Texte à lire:
__________

Catalogne, sud du Brésil, même combat ? Ce samedi 7 octobre, les habitants des Etats du Parana, de Santa Catarina et du Rio Grande do Sul sont invités à voter pour ou contre l’indépendance du sud du Brésil. Une consultation formelle, dénommée Plebisul, qui doit être organisée dans 900 villes et mobilisera près de 20.000 bénévoles. « Ce qu’on veut, c’est faire une consultation populaire, sans validité légale certes, mais pour exposer nos arguments au gouvernement, explique à Bom Dia Brésil Celso Deucher, secrétaire général du Groupe d’études Sul Livre et un des fondateurs du mouvement O Sul é o meu País, créé en 1992. On compte aussi faire avancer notre idée de projet de loi autorisant l’organisation d’un véritable référendum en 2018. »
Un mode de vie « différent », mais « pas à 100 % »
Pourquoi vouloir faire sécession du reste du Brésil ? « Parce que nous avons un mode de vie différent dans le Sud, souligne Celso Deucher. Nous ne sommes pas différents à 100 % du reste des Brésiliens, mais nous avons une culture propre. Et aussi parce qu’on considère que pour les Etats du Sud, faire partie du Brésil, c’est payer beaucoup et percevoir peu en échange. Nous ne recevons que 20 % des montants versés à Brasilia. On a l’impression d’être une colonie qui travaille pour le gouvernement fédéral. »

__________

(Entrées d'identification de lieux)

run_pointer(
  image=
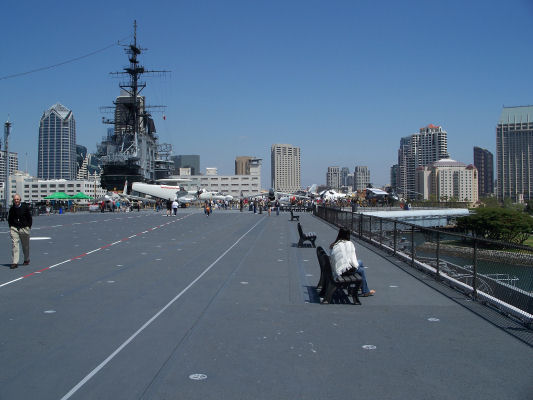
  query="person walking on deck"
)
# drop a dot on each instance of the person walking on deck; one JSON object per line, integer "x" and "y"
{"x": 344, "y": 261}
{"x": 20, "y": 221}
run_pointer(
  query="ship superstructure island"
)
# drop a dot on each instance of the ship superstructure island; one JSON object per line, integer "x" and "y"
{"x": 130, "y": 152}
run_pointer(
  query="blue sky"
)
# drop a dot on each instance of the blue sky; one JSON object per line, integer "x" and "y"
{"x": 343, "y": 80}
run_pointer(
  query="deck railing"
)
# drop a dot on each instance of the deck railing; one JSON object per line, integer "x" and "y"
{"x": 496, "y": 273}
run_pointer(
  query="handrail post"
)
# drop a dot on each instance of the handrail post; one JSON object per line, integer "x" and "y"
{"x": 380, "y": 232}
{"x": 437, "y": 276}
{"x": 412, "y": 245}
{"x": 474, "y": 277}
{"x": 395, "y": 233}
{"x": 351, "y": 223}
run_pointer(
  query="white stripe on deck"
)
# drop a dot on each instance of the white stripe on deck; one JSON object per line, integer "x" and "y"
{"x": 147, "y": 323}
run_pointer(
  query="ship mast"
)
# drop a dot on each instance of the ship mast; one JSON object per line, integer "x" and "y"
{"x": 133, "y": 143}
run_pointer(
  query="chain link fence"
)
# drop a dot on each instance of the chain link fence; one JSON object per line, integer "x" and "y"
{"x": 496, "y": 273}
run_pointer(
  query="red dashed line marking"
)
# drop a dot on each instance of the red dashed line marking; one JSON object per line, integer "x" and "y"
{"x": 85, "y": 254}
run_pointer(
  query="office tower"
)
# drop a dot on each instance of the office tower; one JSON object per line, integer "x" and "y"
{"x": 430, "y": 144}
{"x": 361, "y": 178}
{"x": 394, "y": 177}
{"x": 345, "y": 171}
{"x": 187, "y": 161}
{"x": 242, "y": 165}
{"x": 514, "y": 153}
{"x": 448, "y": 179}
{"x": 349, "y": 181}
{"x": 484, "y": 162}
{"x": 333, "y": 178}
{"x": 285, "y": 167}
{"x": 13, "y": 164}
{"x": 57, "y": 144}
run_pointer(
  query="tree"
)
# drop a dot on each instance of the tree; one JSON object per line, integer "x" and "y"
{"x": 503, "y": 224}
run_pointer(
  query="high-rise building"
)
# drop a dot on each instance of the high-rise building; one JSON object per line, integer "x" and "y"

__________

Votre tâche:
D'après le texte sur le vote pour l'indépendance du sud du Brésil, quelle part des montants versés à Brasilia les États du Sud reçoivent-ils ?

Bonne réponse:
Seulement 20 %.